>> begin MATERIAL FOR THIS TASK

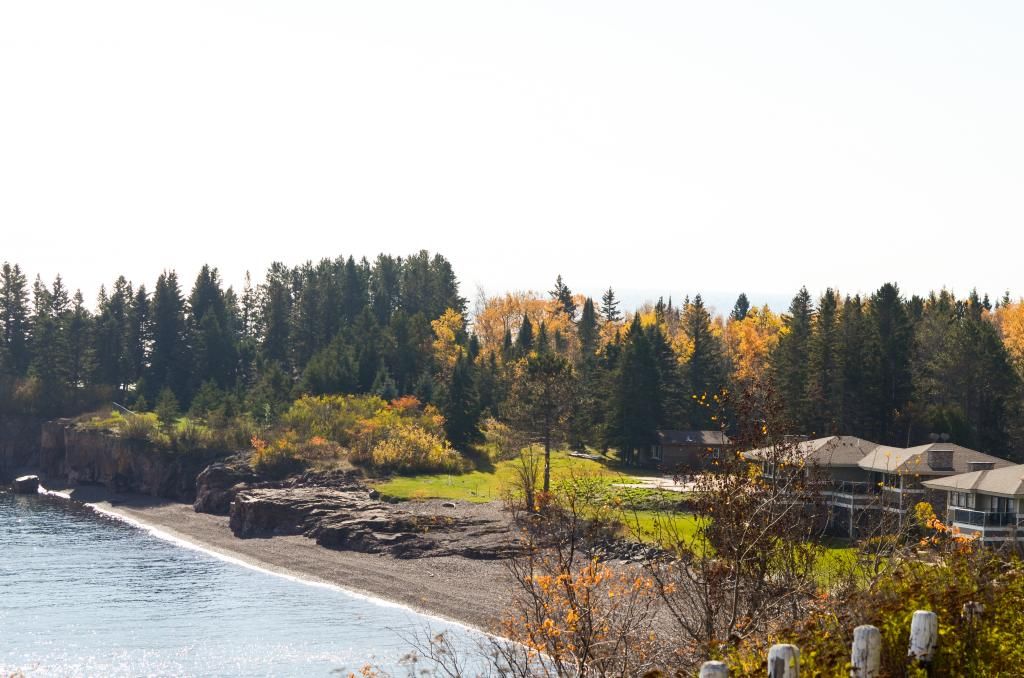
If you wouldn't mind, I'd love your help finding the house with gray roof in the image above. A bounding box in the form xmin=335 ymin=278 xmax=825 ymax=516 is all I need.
xmin=743 ymin=435 xmax=879 ymax=538
xmin=858 ymin=442 xmax=1012 ymax=514
xmin=922 ymin=462 xmax=1024 ymax=546
xmin=743 ymin=435 xmax=1011 ymax=538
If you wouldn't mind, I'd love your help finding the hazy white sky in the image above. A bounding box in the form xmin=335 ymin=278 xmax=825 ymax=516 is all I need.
xmin=0 ymin=0 xmax=1024 ymax=311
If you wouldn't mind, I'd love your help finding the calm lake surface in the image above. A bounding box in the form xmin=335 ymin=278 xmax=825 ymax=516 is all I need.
xmin=0 ymin=492 xmax=487 ymax=676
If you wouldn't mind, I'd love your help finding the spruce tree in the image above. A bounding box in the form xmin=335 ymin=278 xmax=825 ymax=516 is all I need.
xmin=441 ymin=353 xmax=480 ymax=450
xmin=868 ymin=283 xmax=913 ymax=444
xmin=577 ymin=297 xmax=600 ymax=358
xmin=0 ymin=263 xmax=31 ymax=377
xmin=683 ymin=294 xmax=727 ymax=429
xmin=144 ymin=270 xmax=191 ymax=402
xmin=548 ymin=276 xmax=577 ymax=322
xmin=601 ymin=287 xmax=623 ymax=323
xmin=771 ymin=287 xmax=814 ymax=433
xmin=515 ymin=315 xmax=534 ymax=355
xmin=29 ymin=277 xmax=66 ymax=415
xmin=729 ymin=292 xmax=751 ymax=321
xmin=807 ymin=288 xmax=843 ymax=436
xmin=607 ymin=314 xmax=664 ymax=463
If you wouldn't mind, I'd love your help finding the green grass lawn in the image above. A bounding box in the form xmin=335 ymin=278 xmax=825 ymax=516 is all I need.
xmin=376 ymin=451 xmax=647 ymax=503
xmin=376 ymin=451 xmax=856 ymax=584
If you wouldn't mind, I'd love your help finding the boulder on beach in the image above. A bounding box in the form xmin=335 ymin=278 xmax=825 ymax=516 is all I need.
xmin=12 ymin=475 xmax=39 ymax=495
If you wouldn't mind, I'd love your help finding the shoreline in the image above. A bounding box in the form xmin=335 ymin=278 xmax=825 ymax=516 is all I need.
xmin=41 ymin=488 xmax=511 ymax=636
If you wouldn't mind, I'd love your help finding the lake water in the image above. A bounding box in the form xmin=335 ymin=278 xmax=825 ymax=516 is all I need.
xmin=0 ymin=492 xmax=487 ymax=676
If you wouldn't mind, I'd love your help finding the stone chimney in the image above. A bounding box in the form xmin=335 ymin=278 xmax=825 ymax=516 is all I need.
xmin=928 ymin=442 xmax=953 ymax=471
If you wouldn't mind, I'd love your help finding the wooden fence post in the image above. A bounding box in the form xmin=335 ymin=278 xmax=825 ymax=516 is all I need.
xmin=850 ymin=624 xmax=882 ymax=678
xmin=700 ymin=662 xmax=729 ymax=678
xmin=906 ymin=609 xmax=939 ymax=664
xmin=768 ymin=645 xmax=800 ymax=678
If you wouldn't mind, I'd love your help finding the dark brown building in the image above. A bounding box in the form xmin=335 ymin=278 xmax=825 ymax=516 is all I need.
xmin=637 ymin=430 xmax=732 ymax=471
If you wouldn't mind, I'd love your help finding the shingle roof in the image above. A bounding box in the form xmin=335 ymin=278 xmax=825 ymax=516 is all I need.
xmin=922 ymin=464 xmax=1024 ymax=497
xmin=743 ymin=435 xmax=879 ymax=466
xmin=857 ymin=442 xmax=1011 ymax=475
xmin=657 ymin=430 xmax=729 ymax=448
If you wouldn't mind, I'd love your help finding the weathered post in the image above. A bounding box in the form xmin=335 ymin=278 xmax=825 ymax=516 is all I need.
xmin=850 ymin=624 xmax=882 ymax=678
xmin=700 ymin=662 xmax=729 ymax=678
xmin=700 ymin=662 xmax=729 ymax=678
xmin=768 ymin=645 xmax=800 ymax=678
xmin=907 ymin=609 xmax=939 ymax=664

>> end MATERIAL FOR THIS TASK

#### [WRITTEN TASK]
Repeat, word for word, the lines above from the very first one through the line containing "xmin=743 ymin=435 xmax=1011 ymax=538", and leave the picture out of your answer.

#### [WRITTEN SOLUTION]
If you wouldn't mind, I'd love your help finding the house with gray roof in the image above. A bounding box in the form xmin=335 ymin=278 xmax=825 ymax=516 is all I need.
xmin=743 ymin=435 xmax=879 ymax=538
xmin=858 ymin=442 xmax=1012 ymax=514
xmin=922 ymin=462 xmax=1024 ymax=546
xmin=743 ymin=435 xmax=1011 ymax=538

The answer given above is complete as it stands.